In an era of strained budgets and scarce public resources, our local, state, and national governments need to prioritize reforming our civil justice system. Tort reform isn’t just about doctors and hospitals; employers of all sizes spend millions of dollars each year on liability insurance, stifling innovation and taking billions of dollars out of our economy. Plaintiffs’ lawyers have discovered that there is a significant amount of money to be made suing businesses, irrespective of whether they caused any harm. The rest of us pay the price, too, as lawsuit abuse drives the cost of doing business even higher.
New Jersey-based businesses are especially vulnerable to lawsuit abuse. The Garden State’s civil justice laws are antiquated and have made us infamous for frivolous litigation, and this distinction has become more pronounced as competing states have enacted reform measures. “Litigation tourism” – the phenomenon in which residents of other states come here to sue because our laws make it easier for them to collect the largest settlements – is not the kind of industry we need here in New Jersey.

[Referring expression data]

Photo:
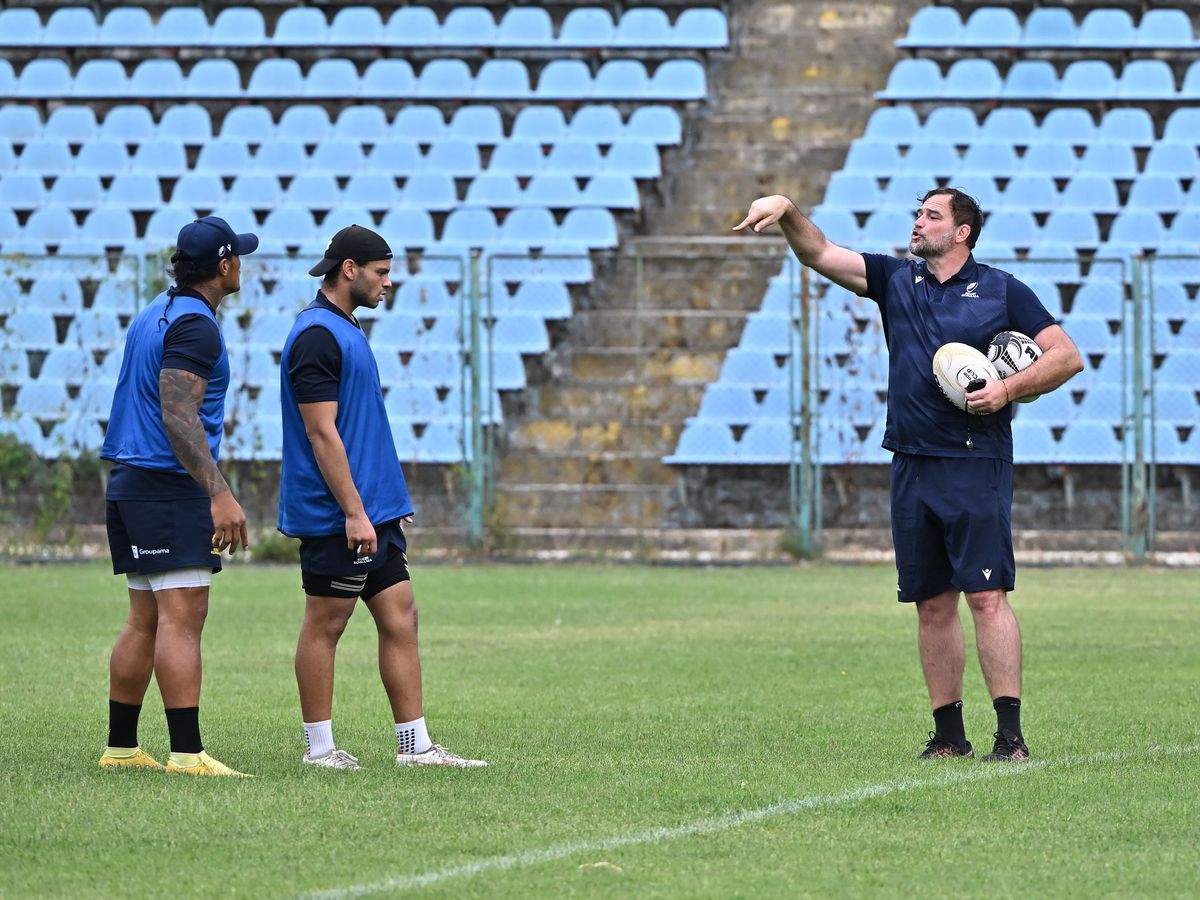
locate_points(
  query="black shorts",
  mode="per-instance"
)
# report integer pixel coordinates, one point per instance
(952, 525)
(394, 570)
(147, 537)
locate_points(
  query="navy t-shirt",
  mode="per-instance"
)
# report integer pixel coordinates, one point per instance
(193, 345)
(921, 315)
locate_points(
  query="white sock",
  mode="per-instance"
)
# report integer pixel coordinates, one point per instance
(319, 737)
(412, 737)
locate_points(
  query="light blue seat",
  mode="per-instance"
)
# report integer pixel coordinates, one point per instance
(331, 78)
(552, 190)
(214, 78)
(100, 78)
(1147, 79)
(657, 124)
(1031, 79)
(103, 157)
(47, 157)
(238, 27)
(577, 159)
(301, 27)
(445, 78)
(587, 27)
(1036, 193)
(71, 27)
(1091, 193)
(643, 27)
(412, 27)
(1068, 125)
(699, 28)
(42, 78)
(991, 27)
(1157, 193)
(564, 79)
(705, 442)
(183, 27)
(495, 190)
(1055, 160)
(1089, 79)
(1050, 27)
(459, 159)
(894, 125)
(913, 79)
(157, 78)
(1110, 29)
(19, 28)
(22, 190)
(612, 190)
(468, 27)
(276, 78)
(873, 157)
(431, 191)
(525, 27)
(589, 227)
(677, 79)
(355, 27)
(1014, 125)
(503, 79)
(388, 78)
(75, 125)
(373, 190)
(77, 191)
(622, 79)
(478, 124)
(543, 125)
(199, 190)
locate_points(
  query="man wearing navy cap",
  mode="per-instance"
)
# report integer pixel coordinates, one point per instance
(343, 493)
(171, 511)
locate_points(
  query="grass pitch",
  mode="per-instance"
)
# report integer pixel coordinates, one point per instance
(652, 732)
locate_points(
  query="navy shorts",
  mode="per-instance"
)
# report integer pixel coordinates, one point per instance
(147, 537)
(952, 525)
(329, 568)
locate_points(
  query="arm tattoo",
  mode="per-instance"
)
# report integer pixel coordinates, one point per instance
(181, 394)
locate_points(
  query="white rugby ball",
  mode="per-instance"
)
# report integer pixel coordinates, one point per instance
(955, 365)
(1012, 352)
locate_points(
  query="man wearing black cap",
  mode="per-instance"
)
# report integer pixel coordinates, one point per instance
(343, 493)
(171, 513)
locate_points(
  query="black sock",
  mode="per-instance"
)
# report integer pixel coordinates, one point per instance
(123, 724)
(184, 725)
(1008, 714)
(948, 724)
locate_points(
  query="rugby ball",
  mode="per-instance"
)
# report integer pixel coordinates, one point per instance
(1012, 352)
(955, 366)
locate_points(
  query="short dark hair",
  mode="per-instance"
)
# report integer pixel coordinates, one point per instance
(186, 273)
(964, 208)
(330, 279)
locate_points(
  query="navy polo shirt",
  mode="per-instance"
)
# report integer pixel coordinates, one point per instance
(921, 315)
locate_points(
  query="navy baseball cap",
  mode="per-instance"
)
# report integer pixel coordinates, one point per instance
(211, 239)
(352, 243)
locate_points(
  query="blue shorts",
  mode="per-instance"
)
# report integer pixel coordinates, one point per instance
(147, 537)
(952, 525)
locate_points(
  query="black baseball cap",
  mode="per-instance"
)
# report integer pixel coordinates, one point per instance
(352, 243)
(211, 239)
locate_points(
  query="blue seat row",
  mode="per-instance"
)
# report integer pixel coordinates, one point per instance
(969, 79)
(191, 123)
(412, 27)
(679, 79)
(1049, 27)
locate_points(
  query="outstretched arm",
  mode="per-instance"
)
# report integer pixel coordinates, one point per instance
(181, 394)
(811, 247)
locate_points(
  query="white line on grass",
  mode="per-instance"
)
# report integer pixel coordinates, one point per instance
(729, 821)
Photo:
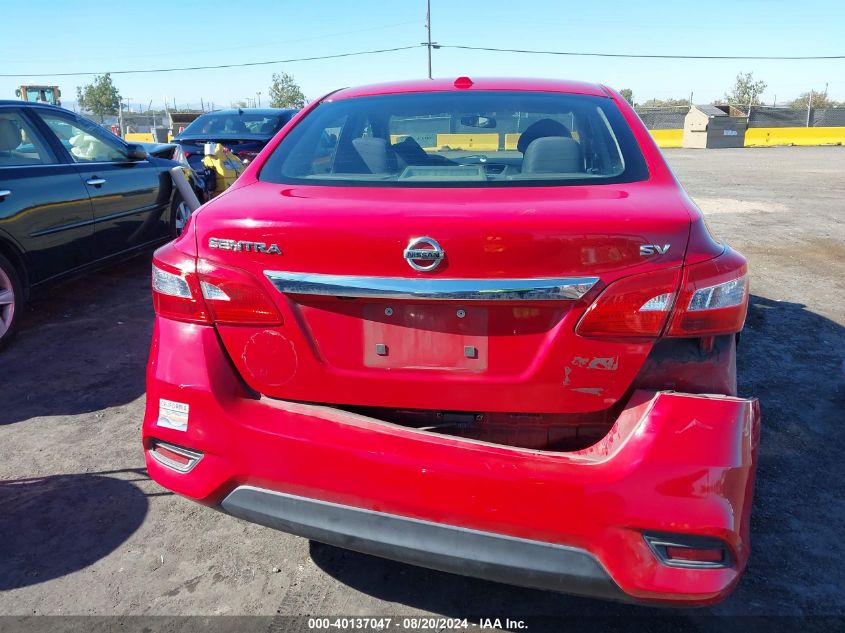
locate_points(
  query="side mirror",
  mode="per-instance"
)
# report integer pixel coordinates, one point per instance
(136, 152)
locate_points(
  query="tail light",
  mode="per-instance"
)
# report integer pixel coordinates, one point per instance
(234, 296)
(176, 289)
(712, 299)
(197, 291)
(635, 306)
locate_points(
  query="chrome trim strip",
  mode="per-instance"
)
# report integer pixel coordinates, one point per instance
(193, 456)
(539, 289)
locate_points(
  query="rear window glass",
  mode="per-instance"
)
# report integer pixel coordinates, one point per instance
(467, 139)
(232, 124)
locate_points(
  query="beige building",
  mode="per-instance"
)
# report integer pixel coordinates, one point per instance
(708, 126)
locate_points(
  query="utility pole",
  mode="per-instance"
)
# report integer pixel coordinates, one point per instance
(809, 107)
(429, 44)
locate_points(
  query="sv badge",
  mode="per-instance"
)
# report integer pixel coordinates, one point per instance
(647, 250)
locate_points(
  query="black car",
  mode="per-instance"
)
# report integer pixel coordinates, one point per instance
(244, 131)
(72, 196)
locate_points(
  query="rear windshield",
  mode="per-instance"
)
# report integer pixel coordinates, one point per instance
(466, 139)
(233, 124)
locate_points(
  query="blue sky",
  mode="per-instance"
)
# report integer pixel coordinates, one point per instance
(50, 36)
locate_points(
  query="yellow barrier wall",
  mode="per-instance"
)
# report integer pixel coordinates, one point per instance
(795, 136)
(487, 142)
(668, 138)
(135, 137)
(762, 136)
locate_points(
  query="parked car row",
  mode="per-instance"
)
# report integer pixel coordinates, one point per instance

Exercise requirements -
a) Translate this sentence from the passage on tort reform into Spanish: "New Jersey-based businesses are especially vulnerable to lawsuit abuse."
b) Rewrite everything in the passage on tort reform from "New Jersey-based businesses" down to "in New Jersey.", replacing "frivolous litigation" with "meritless litigation".
c) Continue the passage on tort reform from its final sentence.

Solved tasks -
a) Las empresas con sede en Nueva Jersey son especialmente vulnerables al abuso de los litigios.

b)
New Jersey-based businesses are especially vulnerable to lawsuit abuse. The Garden State’s civil justice laws are antiquated and have made us infamous for meritless litigation, and this distinction has become more pronounced as competing states have enacted reform measures. “Litigation tourism” – the phenomenon in which residents of other states come here to sue because our laws make it easier for them to collect the largest settlements – is not the kind of industry we need here in New Jersey.

c)
A Rutgers-Eagleton survey found that 87 percent of New Jersey businesses with fewer than 500 employees want the state legislature to prioritize reforming our civil justice system. It’s estimated that New Jersey would create 35,000 – 94,000 new jobs by enacting comprehensive tort reform proposals. And the best part about legal reform is that unlike many other ways to stimulate the economy, bringing common sense to our civil justice system doesn’t require a line-item in the state budget.